> [Questions on the material]:
(1) In two sentences, summarize the review of The Culture of Defeat that follows.
(2) Answer these questions using the review of The Culture of Defeat below:
(a) Which three defeated societies does the book compare?
(b) What does the review call the enforcement arm of Southern elites?
(c) Over how many years does the review say the Southernization of U.S. politics has taken place?

> [Document segment]:
◆ ◆ ◆

Sore Losers Make Bad Medicine
By Panopticonman
THE CULTURE OF DEFEAT, an appraisal of the sociocultural similarities apparent in the American South after the aftermath of the Civil War, France after the Franco Prussian War, and Germany after WWI, is an extraordinary performance. Much more than mere sociology or social psychology, it ranges with bracing erudition and insight across the realms of intellectual history, cultural criticism, and political and economic history, synthesizing across these disciplines to elucidate its main thesis: that these "losing sides" went through nearly the same stages of national consciousness as they sought to come back from defeat, that each put forth an explanation of their failure in similar terms, and each, in the fullness of time, came back as more powerful after their defeats.
Dreamworld, scapegoating, revenge -- these are just a few of the parallel stages these defeated states went through. For instance, Germany, France, the American South, all cultivated a "dreamworld" in the immediate aftermath of their defeats, a period of time where leaders are blamed for misleading the people into a war that could not be won, a time when the defeated nation looks to the victors for recognition of their true goodness and their unfortunate victimization by a corrupt elite. In licking their wounds, new more powerful "us vs. them" discourses were created and served to bind the defeated together in seeking their redemption among nations. The Southernization of U.S. politics, for example, over the past 25 years is emblematic of how the South has indeed risen again. In the short term, it took only a few years (with the rise of the Ku Klux Klan as the enforcement arm of Southern elites) to rewrite the Reconstruction codes as Jim Crow laws and the "lawful" suppression of the African American to be de facto reinstituted against the early injunctions of the victor. As Schivelbusch points out, in a terrible irony, the Nazis looked to these codes for instruction as they planned the demonization and destruction of the Jews.

◆ ◆ ◆

> [Data]:
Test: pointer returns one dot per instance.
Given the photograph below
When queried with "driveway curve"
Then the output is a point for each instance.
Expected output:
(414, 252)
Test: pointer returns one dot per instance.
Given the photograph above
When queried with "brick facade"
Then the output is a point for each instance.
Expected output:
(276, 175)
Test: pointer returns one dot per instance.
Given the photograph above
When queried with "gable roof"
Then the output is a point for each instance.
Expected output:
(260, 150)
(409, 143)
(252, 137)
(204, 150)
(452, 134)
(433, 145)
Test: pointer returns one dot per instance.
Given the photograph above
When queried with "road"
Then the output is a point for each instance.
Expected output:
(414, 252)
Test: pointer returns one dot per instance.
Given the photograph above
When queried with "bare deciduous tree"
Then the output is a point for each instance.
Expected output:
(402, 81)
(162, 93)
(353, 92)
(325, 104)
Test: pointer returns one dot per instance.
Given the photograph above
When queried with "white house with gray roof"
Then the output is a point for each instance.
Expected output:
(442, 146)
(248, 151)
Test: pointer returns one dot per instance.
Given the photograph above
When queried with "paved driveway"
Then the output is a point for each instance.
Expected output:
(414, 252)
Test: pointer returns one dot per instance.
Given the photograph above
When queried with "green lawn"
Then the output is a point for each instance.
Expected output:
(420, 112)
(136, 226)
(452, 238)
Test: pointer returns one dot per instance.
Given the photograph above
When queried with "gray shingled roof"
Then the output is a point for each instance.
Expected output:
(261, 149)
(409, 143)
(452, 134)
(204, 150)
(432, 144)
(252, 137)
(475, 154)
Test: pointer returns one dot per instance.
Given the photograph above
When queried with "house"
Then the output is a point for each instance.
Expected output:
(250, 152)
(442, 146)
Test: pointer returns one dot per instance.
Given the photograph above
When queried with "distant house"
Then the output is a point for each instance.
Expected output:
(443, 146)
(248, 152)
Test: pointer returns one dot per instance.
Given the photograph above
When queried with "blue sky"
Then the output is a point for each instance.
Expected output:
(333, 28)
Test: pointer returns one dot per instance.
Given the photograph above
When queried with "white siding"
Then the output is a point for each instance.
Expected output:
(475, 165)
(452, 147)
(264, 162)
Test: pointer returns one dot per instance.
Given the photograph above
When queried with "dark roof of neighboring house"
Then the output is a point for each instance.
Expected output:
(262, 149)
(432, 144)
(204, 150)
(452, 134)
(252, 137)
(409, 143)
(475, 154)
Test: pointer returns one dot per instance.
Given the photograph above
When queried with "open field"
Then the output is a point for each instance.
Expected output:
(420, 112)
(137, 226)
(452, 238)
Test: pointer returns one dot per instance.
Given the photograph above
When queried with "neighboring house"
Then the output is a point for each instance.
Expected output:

◆ ◆ ◆

> [List of solutions]:
(1) The review praises The Culture of Defeat as an erudite work comparing the American South after the Civil War, France after the Franco Prussian War, and Germany after WWI. It argues that these losing sides passed through similar stages, such as a "dreamworld," scapegoating, and revenge, and eventually came back more powerful, as shown by the South's rewriting of Reconstruction codes as Jim Crow laws.

(2)
(a) The American South after the Civil War, France after the Franco Prussian War, and Germany after WWI.
(b) The Ku Klux Klan.
(c) The past 25 years.